Why epistemics matters

  1. Getting the answer right: not falling prey to what’s so easy to fall prey to, focusing on what’s near, what’s familiar, what’s easy, thinking what our friends think or what the social order thinks

  2. Not being too sure we have the answers, I want us to work with our best guesses, but not be unable to pivot or lose our curiosity

  3. The whole thing is that this is a question “how do we do the most good” not an answer

When we fall prey to confirmation bias, scope insensitivity, the desire to round off the complicated edges to be more persuasive, retreating to the “luxury of being overwhelmed”, there are real things at stake: people, beings, conscious experiences, visions of the future and paths forward that will be better or worse based on whether our goals are achieved. Reality does not grade on a curve.

So as not to be a hypocrite, the persuasion thing might be a hard call! Depends on a lot of things, there’s a real tradeoff there, it’s not easy or obvious, we should absolutely make it, but be aware that we’re doing it and be able to justifying and discuss our reasons for putting the line where we put it

I made that sound dark and hard! And I mean, look, eyes on the prize here, but let’s get concrete.

### Data entries

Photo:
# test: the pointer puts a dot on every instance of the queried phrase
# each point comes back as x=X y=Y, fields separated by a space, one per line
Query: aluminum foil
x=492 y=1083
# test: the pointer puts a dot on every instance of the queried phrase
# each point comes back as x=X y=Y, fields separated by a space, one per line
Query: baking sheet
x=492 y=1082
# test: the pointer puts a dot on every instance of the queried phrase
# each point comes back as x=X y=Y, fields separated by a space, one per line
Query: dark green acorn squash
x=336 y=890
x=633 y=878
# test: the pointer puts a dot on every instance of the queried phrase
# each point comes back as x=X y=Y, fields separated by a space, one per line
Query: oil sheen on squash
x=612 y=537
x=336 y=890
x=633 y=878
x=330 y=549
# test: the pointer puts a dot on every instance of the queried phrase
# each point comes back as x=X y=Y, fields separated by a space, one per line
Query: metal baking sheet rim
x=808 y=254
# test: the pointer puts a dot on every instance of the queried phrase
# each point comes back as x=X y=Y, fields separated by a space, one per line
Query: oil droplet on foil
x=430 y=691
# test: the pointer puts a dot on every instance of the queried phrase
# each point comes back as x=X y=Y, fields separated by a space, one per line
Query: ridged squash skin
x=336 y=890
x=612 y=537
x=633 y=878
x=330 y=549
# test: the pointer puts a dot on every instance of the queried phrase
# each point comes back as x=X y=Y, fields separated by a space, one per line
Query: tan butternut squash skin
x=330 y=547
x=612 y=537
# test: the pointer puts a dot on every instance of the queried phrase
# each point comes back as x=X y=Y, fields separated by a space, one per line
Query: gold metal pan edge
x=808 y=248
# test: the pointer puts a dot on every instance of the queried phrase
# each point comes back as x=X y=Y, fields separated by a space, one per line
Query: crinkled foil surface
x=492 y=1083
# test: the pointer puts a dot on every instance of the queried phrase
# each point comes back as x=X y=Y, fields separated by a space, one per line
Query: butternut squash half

### What the task requires
In the piece on why epistemics matters, why does it count as serious when we fall prey to confirmation bias, scope insensitivity and similar errors? Explain in one to three sentences.

### Final answer
Real things are at stake: people, beings, conscious experiences, and visions of the future and paths forward. These will turn out better or worse depending on whether our goals are achieved, and reality does not grade on a curve.